-- Start of Extracted information --
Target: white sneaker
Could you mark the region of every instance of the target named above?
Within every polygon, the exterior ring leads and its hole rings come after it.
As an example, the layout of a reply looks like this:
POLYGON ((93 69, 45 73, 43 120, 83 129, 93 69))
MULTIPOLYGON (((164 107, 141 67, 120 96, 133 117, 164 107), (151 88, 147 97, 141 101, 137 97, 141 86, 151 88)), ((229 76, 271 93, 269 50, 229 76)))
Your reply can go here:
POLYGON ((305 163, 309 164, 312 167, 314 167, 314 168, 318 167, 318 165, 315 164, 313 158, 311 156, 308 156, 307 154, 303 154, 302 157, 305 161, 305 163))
-- End of Extracted information --
-- Start of Extracted information --
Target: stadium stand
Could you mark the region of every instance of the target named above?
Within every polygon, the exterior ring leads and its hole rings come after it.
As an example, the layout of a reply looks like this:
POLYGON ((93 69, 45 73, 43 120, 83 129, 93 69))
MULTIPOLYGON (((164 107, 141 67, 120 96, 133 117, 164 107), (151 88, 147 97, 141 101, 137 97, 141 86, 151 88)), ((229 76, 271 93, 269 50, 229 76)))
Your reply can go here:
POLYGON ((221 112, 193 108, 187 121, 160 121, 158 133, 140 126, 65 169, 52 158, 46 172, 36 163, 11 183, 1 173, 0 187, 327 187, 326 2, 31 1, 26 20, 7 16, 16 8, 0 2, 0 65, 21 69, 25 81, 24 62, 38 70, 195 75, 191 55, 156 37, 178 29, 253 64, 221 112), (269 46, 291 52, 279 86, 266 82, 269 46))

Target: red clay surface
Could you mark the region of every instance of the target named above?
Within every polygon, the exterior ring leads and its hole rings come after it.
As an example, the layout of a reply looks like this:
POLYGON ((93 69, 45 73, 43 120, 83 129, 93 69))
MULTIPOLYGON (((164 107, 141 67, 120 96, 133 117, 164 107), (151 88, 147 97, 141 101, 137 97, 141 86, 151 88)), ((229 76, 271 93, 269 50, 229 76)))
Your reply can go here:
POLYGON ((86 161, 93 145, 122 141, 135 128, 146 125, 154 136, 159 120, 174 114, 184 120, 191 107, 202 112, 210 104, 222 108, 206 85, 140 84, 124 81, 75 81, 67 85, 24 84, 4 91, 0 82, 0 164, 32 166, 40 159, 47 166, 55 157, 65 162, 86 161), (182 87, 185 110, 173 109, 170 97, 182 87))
-- End of Extracted information --
:: What is needed ::
Please write out everything in the material from the line containing "Target: red clay surface" down to the line containing "POLYGON ((86 161, 93", with both of those lines included and each line copied exactly.

:: Task response ::
Target: red clay surface
Could you mark the region of every instance of the target named above?
Within every polygon, the exterior ring leads and its hole rings come after it.
As an example, the layout of a reply looks like this:
POLYGON ((93 69, 45 73, 43 120, 83 129, 93 69))
MULTIPOLYGON (((164 107, 141 67, 120 96, 133 117, 164 107), (151 88, 147 97, 141 101, 137 97, 141 86, 151 88)), ((229 76, 271 93, 269 50, 229 76)))
Your reply can go here:
POLYGON ((86 161, 93 145, 122 141, 135 128, 146 125, 154 136, 159 120, 174 114, 184 120, 191 107, 202 112, 210 104, 222 108, 206 85, 140 84, 124 81, 75 81, 67 85, 24 84, 4 91, 0 82, 0 164, 32 166, 40 159, 47 166, 55 157, 65 162, 86 161), (182 87, 185 110, 173 109, 170 97, 182 87))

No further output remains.